Passage shown:
====

“. . . Democracy is about majority rule, not majoritarian tyranny. What is under attack in India is not just Hindu-Muslim concord, but the right of all minorities — ethnic, linguistic, regional, political, social and cultural — to be themselves, to be equal, to be free. Dissent, free speech and the freedom to choose with confidence and without fear are under strain.On Gandhi’s 75th birthday in 1944, Albert Einstein wrote in a book of felicitations, “Generations to come will scarce believe that such a one as this ever in flesh and blood walked upon this earth.” When Einstein said “will scarce believe,” he had in mind Gandhi’s distinctive capacity for nonviolent resistance.Einstein knew of Gandhi’s having been pitched out of a train in Pietermaritzburg, South Africa, because of the color of his skin. He knew that Gandhi led the subsequent resistance by Indians in South Africa against discriminatory treatment, and he knew of his nonviolent ability to suffer persecution and humiliation without physical retaliation.

====

Record excerpts:
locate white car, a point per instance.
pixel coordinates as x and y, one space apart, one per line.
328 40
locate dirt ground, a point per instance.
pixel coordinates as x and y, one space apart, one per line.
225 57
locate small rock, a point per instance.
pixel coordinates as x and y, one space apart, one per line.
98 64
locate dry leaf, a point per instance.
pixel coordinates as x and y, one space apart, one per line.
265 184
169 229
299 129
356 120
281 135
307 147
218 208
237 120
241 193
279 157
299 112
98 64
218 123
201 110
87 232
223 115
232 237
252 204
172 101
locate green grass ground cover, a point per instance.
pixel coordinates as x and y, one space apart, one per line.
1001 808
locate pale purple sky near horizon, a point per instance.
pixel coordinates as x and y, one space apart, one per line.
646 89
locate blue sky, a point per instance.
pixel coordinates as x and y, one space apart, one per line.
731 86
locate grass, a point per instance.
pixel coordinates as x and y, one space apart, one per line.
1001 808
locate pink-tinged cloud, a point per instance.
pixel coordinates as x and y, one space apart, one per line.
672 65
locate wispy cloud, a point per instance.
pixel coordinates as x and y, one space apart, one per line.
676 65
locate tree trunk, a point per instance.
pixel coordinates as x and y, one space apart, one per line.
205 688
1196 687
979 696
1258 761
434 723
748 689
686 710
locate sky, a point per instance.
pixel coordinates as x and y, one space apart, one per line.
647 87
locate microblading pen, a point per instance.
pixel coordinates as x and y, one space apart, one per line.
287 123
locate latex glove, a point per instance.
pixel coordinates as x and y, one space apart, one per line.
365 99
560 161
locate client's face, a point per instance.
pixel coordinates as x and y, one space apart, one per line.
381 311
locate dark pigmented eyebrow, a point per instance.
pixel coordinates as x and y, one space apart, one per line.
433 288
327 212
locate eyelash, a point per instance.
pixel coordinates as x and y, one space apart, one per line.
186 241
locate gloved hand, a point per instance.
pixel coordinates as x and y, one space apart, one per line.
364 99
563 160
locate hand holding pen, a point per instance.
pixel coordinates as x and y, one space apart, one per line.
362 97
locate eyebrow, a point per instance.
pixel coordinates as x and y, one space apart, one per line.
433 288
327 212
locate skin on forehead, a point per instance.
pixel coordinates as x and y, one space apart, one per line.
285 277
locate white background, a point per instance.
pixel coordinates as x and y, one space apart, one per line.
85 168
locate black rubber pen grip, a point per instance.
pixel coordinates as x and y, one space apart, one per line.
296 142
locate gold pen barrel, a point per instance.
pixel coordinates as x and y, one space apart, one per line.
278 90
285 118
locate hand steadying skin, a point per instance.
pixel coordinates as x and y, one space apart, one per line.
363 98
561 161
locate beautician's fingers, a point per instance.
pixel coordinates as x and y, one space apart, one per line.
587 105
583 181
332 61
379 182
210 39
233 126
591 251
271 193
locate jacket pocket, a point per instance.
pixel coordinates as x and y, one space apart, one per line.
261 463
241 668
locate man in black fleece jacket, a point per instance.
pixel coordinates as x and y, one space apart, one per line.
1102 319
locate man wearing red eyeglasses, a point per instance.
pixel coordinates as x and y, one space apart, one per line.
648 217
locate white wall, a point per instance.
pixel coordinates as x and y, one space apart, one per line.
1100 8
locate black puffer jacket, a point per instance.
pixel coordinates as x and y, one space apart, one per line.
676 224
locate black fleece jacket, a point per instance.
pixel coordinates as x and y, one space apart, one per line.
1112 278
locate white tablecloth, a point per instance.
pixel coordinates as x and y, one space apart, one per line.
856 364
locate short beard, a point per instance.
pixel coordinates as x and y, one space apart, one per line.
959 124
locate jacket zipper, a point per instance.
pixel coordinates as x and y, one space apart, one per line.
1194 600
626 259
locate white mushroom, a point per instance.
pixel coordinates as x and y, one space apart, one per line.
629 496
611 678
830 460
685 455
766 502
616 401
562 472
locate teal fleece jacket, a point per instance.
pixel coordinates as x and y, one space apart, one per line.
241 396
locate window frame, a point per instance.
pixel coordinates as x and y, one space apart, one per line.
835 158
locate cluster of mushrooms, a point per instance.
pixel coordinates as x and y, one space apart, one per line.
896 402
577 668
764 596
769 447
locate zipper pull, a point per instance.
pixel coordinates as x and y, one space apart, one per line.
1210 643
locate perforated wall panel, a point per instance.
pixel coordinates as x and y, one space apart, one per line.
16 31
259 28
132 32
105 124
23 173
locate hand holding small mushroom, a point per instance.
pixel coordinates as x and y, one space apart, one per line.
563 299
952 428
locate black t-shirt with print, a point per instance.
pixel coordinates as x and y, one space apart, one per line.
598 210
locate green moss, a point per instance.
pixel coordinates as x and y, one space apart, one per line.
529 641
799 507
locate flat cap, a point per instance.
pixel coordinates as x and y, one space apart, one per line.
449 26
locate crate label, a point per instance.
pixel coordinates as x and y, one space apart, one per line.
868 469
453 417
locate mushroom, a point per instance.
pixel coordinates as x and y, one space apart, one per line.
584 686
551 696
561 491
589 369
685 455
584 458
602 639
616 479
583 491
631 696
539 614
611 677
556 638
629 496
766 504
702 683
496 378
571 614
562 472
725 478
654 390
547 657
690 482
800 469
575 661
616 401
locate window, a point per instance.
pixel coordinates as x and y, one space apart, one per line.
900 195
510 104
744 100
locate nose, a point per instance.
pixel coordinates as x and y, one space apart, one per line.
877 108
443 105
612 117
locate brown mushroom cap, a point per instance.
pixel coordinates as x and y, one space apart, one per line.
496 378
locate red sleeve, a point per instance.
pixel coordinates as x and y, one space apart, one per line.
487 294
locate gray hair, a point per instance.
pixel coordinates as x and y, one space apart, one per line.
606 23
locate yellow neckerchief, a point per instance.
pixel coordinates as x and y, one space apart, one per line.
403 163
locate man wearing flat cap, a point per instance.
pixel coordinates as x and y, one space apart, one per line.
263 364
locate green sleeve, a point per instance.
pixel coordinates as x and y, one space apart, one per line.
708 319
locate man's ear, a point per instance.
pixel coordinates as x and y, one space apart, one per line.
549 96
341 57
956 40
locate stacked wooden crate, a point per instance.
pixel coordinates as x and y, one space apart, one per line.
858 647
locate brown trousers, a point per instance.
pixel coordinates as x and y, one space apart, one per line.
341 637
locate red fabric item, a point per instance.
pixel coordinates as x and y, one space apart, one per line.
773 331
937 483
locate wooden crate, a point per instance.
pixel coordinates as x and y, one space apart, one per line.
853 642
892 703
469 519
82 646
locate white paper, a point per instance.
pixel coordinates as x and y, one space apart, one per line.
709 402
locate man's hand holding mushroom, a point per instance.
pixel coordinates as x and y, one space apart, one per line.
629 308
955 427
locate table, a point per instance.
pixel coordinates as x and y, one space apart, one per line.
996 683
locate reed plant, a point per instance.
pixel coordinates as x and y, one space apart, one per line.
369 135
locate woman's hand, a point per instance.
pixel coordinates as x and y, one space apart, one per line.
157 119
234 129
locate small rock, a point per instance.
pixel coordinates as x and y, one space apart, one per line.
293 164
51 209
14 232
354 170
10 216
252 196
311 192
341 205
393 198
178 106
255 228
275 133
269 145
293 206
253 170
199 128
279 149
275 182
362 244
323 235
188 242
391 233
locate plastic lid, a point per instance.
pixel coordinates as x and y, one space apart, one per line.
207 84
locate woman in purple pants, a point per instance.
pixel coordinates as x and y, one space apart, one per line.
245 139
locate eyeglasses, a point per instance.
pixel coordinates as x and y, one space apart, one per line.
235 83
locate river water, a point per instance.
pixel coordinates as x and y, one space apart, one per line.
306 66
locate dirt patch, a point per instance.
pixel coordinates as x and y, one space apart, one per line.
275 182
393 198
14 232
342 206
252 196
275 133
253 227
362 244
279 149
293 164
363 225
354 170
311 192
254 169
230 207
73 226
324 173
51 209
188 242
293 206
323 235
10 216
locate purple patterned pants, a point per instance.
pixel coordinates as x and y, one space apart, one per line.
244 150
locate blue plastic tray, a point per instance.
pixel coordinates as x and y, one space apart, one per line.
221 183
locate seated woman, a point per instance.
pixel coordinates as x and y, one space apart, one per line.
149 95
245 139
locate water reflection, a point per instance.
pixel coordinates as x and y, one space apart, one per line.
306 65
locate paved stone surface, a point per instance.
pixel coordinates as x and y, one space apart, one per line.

====

Short problem:
Answer these questions from the passage on democracy and Gandhi above:
1. According to the passage, democracy is about majority rule rather than what?
2. In what year did Einstein write his words in a book of felicitations for Gandhi's birthday?
3. In what town was Gandhi pitched out of a train?

Problem solution:
1. Majoritarian tyranny.
2. 1944.
3. Pietermaritzburg, South Africa.